>> Begin
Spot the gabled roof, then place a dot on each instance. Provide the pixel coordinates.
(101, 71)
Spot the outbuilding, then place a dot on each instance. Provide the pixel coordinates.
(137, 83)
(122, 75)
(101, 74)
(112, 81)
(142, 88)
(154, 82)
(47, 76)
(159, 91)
>> End
[Set task]
Output the lines above as a numbered list, leaving out any blank lines.

[Answer to this exercise]
1. Spot the gabled roof, then place a dot on each instance. Provide the pixel coordinates.
2. (101, 71)
3. Spot the outbuilding, then place a dot on each instance. Provide the pixel coordinates.
4. (137, 83)
5. (122, 75)
6. (101, 74)
7. (112, 81)
8. (142, 88)
9. (154, 82)
10. (47, 76)
11. (159, 91)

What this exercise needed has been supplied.